Passage given:
- - - - - - -

EDWARDS: While I was doing The Jackson Edwards Alliance, a guy contacted me through a friend and says: "We've got a young group from Dagenham with a dad who manages them, and the drummer's in a kid's TV serial and they're on the TV show "Magpie" tomorrow, have a look at them. They want some guidance and help in the studio, so if you like them maybe you could do that for them. They need help with songwriting, production, everything. They're only about fourteen years old." They were genuinely kids, unlike a lot of people in the business who lie about their age!

I went up to Dagenham and met them and they were really good musically for young teenagers. I didn't much like the dad's song writing or the production but I was very impressed with the band. They were on an independent label called Pinnacle, so they weren't part of Pye or CBS, so they were really an ITV group. They had their own TV show "Fanfare" and were on loads of kids TV programmes - repeat appearances on "You Must Be Joking" and "Pauline's Quirkes", that type of thing. The drummer Mike Holoway played the Mike Bell character in kids TV series "The Tomorrow People". I worked with them for the rest of the seventies on and off, writing, producing, singing. After Dawn Records finished, and because I was working with Flintlock, I released a couple of singles on their label Pinnacle under my full name of James Arthur Edwards. The first was called "Pastiche Blue" and came out in 1976. We followed that up with a reggae tune "Oh Melanie".

- - - - - - -

To-do list:
• a. According to the interview excerpt, what was the title of the first single released under the name James Arthur Edwards?
• b. List every line of the listing that contains the string "logo".
The listing has no connection to the interview excerpt.

- - - - - - -

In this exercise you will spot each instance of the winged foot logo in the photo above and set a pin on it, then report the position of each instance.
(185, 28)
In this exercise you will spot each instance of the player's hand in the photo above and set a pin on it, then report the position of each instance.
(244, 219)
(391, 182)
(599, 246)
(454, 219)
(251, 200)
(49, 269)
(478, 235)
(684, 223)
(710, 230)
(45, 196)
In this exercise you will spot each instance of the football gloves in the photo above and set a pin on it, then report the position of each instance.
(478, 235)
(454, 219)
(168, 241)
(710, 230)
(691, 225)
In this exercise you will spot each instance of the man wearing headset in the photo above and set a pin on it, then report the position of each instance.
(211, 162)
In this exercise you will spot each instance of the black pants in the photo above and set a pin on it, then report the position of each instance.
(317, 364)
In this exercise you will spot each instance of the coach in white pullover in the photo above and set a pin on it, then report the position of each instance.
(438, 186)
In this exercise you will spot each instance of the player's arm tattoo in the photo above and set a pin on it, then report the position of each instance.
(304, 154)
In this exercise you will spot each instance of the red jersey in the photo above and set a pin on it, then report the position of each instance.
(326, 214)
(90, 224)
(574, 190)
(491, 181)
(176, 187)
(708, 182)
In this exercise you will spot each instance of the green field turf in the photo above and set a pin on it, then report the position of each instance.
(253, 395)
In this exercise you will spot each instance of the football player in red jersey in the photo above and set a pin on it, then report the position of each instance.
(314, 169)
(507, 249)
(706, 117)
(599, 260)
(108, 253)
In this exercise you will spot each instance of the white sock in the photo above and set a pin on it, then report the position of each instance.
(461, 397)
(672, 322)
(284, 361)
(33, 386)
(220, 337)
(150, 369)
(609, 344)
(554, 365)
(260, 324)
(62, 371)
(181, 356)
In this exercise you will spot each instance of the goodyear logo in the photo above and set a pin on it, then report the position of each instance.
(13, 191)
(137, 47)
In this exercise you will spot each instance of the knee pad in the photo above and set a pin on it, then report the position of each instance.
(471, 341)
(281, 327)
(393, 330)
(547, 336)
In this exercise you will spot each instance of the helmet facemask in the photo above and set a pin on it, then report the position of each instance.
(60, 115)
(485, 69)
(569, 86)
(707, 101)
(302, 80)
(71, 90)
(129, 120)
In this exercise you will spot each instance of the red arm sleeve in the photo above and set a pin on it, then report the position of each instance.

- - - - - - -

Outputs for the tasks:
• a. "Pastiche Blue"

• b.
In this exercise you will spot each instance of the winged foot logo in the photo above and set a pin on it, then report the position of each instance.
In this exercise you will spot each instance of the goodyear logo in the photo above and set a pin on it, then report the position of each instance.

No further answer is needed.